---------- Exercise material
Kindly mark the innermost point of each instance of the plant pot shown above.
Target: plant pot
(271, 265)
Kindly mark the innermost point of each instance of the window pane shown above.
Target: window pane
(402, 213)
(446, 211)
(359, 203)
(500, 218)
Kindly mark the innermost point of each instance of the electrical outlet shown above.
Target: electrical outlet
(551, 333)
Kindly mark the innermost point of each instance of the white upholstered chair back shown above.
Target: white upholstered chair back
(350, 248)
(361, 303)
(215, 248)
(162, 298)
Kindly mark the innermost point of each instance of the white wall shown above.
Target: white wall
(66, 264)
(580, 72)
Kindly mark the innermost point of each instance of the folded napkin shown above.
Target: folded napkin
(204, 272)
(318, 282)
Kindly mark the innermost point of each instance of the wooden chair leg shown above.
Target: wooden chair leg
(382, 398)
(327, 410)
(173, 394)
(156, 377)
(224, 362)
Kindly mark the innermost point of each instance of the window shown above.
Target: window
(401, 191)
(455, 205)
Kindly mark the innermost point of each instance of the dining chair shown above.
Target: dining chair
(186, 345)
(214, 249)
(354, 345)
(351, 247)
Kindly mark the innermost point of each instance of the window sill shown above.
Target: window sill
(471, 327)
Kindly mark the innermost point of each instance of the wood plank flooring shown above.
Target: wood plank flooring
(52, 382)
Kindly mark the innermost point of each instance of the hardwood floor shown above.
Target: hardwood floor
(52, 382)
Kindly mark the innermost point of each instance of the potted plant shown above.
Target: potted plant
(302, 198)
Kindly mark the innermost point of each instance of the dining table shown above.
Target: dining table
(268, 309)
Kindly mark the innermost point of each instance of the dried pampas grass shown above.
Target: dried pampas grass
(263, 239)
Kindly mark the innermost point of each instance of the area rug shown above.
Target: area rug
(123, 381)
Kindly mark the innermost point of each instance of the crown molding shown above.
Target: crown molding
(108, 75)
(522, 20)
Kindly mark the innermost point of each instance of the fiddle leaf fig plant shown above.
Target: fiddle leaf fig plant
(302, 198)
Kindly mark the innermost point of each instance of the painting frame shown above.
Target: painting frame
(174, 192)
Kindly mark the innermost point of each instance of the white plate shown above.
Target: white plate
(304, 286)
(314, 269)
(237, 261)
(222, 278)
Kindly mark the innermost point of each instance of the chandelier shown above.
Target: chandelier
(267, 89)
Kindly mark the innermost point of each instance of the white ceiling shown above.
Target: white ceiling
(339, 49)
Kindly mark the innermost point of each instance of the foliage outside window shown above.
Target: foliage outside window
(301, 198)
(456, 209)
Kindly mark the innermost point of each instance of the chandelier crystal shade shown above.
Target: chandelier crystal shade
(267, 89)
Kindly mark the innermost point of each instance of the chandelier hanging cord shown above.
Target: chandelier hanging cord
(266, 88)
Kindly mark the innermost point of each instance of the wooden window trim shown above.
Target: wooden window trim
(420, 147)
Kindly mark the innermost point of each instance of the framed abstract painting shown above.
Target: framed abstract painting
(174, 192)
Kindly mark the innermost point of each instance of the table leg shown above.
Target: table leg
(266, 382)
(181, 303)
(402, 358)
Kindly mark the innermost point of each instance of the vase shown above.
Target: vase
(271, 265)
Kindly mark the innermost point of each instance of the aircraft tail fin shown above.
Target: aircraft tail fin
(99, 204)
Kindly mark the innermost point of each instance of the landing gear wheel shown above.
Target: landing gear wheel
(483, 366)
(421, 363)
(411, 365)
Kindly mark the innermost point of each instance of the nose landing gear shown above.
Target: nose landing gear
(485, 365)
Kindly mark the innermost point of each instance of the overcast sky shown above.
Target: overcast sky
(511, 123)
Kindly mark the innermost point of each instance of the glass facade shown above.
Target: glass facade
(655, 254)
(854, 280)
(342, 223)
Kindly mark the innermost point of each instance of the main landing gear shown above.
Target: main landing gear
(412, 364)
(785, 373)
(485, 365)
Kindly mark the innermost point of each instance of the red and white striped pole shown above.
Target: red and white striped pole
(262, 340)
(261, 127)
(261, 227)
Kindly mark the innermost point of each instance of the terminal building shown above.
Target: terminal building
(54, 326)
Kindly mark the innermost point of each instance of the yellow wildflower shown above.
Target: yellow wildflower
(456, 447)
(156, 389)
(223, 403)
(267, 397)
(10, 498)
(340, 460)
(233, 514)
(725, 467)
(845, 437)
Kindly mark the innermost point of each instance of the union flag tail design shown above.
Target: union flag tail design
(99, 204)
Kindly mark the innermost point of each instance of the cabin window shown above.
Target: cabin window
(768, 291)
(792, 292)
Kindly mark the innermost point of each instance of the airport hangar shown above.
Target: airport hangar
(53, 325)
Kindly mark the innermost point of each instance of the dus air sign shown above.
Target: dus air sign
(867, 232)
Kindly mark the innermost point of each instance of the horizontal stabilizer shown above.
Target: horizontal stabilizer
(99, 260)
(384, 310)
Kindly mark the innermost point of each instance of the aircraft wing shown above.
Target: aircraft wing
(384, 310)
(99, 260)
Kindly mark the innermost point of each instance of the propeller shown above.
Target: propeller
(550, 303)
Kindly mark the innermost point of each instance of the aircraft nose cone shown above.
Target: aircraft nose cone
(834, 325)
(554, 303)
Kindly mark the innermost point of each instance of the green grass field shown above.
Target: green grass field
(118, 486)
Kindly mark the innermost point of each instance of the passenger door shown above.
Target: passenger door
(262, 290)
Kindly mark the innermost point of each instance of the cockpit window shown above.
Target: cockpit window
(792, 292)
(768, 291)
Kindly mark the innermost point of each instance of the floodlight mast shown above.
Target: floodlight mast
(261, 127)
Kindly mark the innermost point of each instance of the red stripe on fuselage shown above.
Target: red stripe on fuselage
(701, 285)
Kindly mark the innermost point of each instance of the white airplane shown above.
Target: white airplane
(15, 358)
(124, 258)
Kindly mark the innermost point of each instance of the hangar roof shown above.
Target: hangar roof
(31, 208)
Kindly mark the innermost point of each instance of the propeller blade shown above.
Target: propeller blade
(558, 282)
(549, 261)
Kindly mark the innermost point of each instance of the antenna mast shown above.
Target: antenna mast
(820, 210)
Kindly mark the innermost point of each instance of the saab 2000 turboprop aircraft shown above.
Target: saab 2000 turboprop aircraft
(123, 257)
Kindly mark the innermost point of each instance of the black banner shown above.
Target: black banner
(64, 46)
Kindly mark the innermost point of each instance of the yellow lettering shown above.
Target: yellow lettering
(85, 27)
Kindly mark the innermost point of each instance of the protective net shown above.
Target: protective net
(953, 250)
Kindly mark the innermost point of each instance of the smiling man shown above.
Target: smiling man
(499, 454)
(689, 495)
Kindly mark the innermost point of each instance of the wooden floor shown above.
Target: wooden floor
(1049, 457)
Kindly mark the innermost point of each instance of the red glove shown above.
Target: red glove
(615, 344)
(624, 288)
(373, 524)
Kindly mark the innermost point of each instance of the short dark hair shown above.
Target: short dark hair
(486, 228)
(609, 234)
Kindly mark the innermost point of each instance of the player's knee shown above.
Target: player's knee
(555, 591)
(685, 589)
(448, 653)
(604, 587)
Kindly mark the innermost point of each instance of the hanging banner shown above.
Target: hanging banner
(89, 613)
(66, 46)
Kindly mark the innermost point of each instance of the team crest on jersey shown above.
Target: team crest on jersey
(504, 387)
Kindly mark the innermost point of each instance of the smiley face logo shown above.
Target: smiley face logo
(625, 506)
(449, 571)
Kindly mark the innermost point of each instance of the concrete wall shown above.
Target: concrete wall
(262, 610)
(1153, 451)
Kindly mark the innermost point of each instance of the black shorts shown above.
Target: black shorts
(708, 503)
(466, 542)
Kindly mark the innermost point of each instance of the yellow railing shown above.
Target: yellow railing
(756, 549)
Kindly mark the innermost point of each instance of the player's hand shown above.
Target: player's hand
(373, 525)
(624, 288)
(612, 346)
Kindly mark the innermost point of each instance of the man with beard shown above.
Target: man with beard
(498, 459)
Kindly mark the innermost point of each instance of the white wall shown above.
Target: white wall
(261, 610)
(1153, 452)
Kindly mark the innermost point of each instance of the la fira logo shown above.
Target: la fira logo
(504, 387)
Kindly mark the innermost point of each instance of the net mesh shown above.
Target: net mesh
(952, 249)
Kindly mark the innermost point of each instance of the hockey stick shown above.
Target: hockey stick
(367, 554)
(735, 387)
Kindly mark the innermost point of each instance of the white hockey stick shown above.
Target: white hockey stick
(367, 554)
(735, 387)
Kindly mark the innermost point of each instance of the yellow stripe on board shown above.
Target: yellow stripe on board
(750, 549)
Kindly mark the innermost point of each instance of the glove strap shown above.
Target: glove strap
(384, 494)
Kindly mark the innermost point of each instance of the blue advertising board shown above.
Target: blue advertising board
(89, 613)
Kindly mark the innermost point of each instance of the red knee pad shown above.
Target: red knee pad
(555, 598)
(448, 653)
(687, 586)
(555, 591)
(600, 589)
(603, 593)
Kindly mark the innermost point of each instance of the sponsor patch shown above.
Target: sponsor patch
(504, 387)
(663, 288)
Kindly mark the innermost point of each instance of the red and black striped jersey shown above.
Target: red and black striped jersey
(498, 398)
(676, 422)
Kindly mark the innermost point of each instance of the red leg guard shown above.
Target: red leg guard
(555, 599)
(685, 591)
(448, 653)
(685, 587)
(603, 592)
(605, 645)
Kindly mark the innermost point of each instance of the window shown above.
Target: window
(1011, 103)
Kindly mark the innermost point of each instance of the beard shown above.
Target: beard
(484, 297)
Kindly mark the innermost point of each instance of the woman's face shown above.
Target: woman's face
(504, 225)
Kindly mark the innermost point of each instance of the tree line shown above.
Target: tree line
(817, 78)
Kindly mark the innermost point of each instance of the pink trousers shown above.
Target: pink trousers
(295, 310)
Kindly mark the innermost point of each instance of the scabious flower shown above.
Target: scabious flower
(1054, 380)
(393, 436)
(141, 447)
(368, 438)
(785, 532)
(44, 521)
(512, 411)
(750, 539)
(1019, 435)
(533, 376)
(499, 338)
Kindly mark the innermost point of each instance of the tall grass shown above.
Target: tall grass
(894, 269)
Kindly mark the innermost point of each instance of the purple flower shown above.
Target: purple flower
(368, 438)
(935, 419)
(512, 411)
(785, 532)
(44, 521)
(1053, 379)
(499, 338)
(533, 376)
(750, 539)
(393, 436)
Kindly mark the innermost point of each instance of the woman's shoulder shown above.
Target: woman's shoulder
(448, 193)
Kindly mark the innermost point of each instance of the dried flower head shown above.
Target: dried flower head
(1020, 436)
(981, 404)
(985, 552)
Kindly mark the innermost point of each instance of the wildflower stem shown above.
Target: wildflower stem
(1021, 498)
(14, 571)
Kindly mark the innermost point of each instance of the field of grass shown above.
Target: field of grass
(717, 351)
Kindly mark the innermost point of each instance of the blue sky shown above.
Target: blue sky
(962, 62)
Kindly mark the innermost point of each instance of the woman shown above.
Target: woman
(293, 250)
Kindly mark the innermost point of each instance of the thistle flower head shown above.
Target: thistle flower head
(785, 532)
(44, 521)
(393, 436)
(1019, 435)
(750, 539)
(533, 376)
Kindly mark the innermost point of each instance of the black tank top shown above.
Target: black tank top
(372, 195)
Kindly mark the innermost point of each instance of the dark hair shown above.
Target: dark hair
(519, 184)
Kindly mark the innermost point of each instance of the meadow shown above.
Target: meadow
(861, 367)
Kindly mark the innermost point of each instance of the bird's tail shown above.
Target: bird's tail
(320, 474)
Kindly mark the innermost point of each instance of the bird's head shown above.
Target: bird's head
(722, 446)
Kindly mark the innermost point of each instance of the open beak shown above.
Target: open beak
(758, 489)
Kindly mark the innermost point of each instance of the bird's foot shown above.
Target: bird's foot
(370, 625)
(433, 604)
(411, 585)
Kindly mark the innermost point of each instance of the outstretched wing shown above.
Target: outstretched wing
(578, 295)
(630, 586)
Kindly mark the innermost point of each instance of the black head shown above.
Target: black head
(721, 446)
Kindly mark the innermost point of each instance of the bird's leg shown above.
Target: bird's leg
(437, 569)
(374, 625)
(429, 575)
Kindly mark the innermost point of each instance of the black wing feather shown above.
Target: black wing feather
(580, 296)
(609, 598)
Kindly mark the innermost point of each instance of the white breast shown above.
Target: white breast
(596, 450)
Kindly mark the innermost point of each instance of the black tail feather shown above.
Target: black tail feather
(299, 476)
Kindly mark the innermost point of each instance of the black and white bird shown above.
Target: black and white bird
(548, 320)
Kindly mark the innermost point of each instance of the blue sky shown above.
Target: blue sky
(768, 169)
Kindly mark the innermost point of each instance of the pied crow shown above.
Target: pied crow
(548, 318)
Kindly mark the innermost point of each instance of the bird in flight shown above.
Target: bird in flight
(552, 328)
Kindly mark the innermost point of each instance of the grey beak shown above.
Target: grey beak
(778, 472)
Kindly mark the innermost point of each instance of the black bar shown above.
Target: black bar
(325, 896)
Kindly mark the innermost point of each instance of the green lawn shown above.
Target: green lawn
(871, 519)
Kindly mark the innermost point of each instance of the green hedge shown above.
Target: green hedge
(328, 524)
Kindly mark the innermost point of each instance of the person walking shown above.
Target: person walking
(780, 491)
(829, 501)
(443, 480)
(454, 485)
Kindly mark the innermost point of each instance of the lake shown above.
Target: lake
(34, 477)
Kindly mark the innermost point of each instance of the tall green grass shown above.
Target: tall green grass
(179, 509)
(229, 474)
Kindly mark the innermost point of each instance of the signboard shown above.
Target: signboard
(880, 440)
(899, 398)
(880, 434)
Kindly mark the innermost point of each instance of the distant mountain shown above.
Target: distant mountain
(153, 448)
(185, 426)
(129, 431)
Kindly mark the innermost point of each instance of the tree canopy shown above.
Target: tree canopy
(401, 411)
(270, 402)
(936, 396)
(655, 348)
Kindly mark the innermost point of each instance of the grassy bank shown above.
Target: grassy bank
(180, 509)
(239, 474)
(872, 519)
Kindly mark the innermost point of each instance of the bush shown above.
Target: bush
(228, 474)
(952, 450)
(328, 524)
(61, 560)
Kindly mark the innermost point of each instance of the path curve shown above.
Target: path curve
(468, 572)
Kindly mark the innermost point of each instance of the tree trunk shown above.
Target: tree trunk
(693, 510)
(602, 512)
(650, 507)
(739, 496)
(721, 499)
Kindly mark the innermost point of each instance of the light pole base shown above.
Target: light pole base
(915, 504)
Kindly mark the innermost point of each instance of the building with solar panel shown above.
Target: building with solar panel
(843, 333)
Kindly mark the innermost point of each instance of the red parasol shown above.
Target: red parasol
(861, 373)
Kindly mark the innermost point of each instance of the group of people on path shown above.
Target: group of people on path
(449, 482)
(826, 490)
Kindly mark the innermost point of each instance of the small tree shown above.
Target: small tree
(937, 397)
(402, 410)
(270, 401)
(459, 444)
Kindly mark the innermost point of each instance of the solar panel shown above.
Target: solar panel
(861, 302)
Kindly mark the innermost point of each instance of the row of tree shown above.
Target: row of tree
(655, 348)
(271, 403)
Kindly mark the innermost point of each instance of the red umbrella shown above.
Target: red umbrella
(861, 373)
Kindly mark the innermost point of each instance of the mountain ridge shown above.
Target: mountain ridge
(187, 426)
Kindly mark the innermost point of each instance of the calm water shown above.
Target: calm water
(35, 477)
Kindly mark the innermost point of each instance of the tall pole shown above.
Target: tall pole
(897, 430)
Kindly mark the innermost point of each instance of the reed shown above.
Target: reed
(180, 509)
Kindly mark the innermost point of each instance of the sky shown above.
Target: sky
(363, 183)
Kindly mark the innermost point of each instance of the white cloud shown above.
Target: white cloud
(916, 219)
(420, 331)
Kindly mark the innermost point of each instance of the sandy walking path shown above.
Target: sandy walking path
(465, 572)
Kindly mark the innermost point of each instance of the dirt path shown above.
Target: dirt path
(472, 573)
--------------------
# Goal
Starting at the line that contains "Kindly mark the innermost point of each instance of the calm", write out every line to the end of the entries, exactly as given.

# Exercise response
Kindly mark the innermost point of each instance of the calm water shown above.
Target: calm water
(35, 477)
Kindly mark the innermost point of each instance of the tall pole shown above.
Target: tall pole
(897, 430)
Kindly mark the innermost point of each instance of the reed shown above.
Target: reed
(180, 509)
Kindly mark the innermost point of each instance of the sky shown above.
Target: sky
(363, 183)
Kindly mark the innermost point of each instance of the white cloud shown above.
Target: white cloud
(916, 219)
(420, 331)
Kindly mark the innermost point of each instance of the sandy walking path shown above.
Target: sandy walking path
(465, 572)
Kindly mark the innermost point of each instance of the dirt path shown above.
Target: dirt path
(472, 573)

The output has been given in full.